Reproduce the entire listing below verbatim, keeping every line and character unchanged.
>> start Material for the task
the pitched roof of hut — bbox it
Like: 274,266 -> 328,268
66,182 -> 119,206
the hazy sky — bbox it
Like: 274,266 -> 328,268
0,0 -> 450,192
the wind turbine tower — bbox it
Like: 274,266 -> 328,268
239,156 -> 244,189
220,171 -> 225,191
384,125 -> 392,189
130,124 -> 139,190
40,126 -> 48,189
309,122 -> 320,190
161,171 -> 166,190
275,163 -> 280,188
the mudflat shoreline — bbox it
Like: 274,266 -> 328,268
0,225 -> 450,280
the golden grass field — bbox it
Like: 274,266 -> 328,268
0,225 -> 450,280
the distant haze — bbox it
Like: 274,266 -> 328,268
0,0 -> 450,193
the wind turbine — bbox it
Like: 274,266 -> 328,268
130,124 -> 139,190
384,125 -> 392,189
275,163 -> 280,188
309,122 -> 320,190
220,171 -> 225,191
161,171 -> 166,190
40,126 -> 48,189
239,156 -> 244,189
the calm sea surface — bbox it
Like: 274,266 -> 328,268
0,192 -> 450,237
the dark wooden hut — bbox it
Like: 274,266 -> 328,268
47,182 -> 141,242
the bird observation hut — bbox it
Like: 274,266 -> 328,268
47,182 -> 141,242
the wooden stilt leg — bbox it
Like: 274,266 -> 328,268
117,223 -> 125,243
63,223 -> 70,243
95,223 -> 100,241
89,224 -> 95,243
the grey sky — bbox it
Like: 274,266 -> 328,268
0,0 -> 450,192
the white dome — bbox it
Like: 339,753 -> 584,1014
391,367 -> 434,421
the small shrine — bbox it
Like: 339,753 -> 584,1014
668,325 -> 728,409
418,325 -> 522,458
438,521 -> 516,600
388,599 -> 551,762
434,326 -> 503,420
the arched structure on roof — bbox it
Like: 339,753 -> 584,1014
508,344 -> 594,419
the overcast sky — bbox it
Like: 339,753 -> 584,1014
>> end Material for the task
Output of the exercise
the pitched roof of hut — bbox it
Like: 274,266 -> 328,268
66,182 -> 119,206
the hazy sky — bbox it
Like: 274,266 -> 328,268
0,0 -> 450,192
the wind turbine tower — bbox it
Like: 274,266 -> 328,268
239,156 -> 244,189
220,171 -> 225,191
384,125 -> 392,189
130,124 -> 139,190
40,126 -> 48,189
309,122 -> 320,190
161,171 -> 166,190
275,163 -> 280,188
the mudflat shoreline — bbox it
Like: 274,266 -> 328,268
0,225 -> 450,280
the golden grass field — bbox it
Like: 274,266 -> 328,268
0,225 -> 450,280
the distant haze — bbox it
Like: 274,266 -> 328,268
0,0 -> 450,193
the wind turbine — bbox it
Like: 274,266 -> 328,268
130,124 -> 139,190
384,125 -> 392,189
275,163 -> 280,188
309,122 -> 320,190
220,171 -> 225,191
161,171 -> 166,190
40,126 -> 48,189
239,156 -> 244,189
the calm sea surface — bbox it
Like: 274,266 -> 328,268
0,192 -> 450,237
the dark wooden hut — bbox it
Like: 274,266 -> 328,268
47,182 -> 141,242
the bird observation hut — bbox it
Like: 274,266 -> 328,268
47,182 -> 141,242
the wooden stilt leg — bbox it
Like: 274,266 -> 328,268
117,223 -> 125,243
63,223 -> 70,243
95,223 -> 100,241
89,224 -> 95,243
the grey sky — bbox it
Like: 274,266 -> 328,268
0,0 -> 450,192
the white dome — bbox it
Like: 339,753 -> 584,1014
391,367 -> 434,421
the small shrine — bbox it
Like: 339,753 -> 584,1014
668,325 -> 728,409
418,325 -> 522,458
438,521 -> 516,600
388,599 -> 551,762
434,326 -> 503,420
the arched structure on roof — bbox it
Like: 339,753 -> 584,1014
508,344 -> 594,419
the overcast sky — bbox it
Like: 339,753 -> 584,1014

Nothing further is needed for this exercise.